(TASKS TO COMPLETE):
[1] Using the Complice review below, decide whether each statement agrees with the text, answering yes or no and quoting the deciding words: (a) The author moved from Silicon Valley to Chapel Hill, North Carolina, in the middle of 2017. (b) Complice automatically carries unfinished intentions over to the next day. (c) The pomodoro timer appears in the upper-left corner of the "Today" page.
[2] According to the Complice review below, what does Complice bill itself as?

━━━ DOCUMENT EXTRACT

Introduction: Remote Possibility

In the middle of 2017, I made a big change. After over a decade of living in Silicon Valley, I picked up and moved across the country to Chapel Hill, North Carolina. I was taking on a new location, a new schedule, and doing extended remote work for the first time in my life. Concerned that I was walking the knife’s edge between turning over a productive new leaf and struggling through a remote work disaster, I resolved that I needed to find a way to better structure my time.

A few weeks into my North Carolina adventure I started using Complice—an online todo list/journal/coworking hybrid. In the 6 months since, I’ve made some of my best progress ever, successfully juggling my fitness goals, remote work, Spanish study, recording a music album, and launching my blog “It Can Be Easily Done.” While I can’t credit everything to the tools I use, Complice has become an indispensable part of my productivity routine.

Today I want to share this clever website with you.

While it’s worked great for me, is Complice right for you? Read on for an unvarnished review of where it struggles and where it shines.

Complice Review in a Nutshell

Complice bills itself as “automated personal life coach.” That’s a tall order, but the reality is that like a life coach, the site approaches your personal productivity from a bunch of complementary angles.

Its major features include:

  • A workspace to articulate and refine your main goals
  • A list of intentions and outcomes towards your goals that resets daily
  • An online journal of daily, weekly, monthly, and yearly reviews of your progress
  • Timelines and visualizations of how you’re doing
  • Virtual workrooms and social features to share with your accountability partner

There’s a lot going on, which results in a bit of a learning curve. I recommend just jumping in and focusing the site’s core interaction, the “Today” page:

Here you’ll see a todo list of the things you intend to do today, color coded to match any of your overarching goals. In the upper-right corner is a pomodoro timer that you can use to dedicate focused time to any intention. You’ll check off intentions throughout the day, culminating in a quick end-of-day review:

I found that this daily cadence took some getting used to. Your todo list resets every day unless you make a conscious decision to copy intentions from one day to the next. Complice makes this easy, but it’s still an active effort. The designers call this a feature, not a bug—you should be actively pruning your list every day to make sure that you’re only focusing on relevant items. The full system is opinionated, but if you like structure or have found it hard to consistently review your progress, this approach is really effective.

━━━━━━
━━━ RECORDS SUPPLIED

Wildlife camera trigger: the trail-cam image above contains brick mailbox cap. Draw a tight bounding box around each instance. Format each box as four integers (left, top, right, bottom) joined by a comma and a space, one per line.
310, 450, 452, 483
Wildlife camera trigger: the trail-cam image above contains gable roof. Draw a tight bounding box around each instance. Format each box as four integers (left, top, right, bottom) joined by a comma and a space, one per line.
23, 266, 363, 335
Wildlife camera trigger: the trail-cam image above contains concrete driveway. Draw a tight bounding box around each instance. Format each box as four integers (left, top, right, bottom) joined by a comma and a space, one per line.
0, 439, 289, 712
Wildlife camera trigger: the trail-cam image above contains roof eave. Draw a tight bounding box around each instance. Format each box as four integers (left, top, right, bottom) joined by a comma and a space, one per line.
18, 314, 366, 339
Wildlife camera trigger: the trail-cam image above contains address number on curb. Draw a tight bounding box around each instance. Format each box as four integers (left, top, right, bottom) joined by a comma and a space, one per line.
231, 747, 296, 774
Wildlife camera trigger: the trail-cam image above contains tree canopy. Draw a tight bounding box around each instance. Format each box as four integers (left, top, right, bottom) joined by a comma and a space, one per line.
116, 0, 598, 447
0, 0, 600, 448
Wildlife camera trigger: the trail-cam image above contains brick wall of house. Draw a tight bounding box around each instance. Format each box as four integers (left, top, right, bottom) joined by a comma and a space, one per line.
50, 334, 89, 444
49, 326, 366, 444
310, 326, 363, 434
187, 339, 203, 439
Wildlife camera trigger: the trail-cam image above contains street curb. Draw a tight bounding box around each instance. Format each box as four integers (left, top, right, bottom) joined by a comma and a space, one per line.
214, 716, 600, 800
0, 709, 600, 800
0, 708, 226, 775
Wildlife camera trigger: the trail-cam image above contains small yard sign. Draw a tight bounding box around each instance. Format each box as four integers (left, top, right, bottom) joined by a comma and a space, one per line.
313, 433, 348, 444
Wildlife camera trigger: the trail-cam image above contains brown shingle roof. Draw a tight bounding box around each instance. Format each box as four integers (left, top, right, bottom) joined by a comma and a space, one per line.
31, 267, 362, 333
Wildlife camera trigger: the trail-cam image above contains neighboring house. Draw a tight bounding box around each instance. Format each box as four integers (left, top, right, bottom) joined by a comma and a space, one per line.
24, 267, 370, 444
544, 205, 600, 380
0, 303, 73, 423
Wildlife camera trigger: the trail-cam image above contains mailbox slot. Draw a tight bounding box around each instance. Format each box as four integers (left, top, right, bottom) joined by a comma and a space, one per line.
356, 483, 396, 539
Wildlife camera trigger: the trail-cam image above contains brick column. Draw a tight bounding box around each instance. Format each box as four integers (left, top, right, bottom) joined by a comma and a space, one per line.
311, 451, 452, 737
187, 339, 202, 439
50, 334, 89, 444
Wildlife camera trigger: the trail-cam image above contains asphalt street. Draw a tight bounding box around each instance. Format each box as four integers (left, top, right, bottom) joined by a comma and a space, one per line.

━━━━━━

(OUTPUTS BY TASK):
[1]
(a) Yes: "In the middle of 2017, I made a big change. After over a decade of living in Silicon Valley, I picked up and moved across the country to Chapel Hill, North Carolina."
(b) No: "Your todo list resets every day unless you make a conscious decision to copy intentions from one day to the next."
(c) No: "In the upper-right corner is a pomodoro timer"

[2] Complice bills itself as an "automated personal life coach."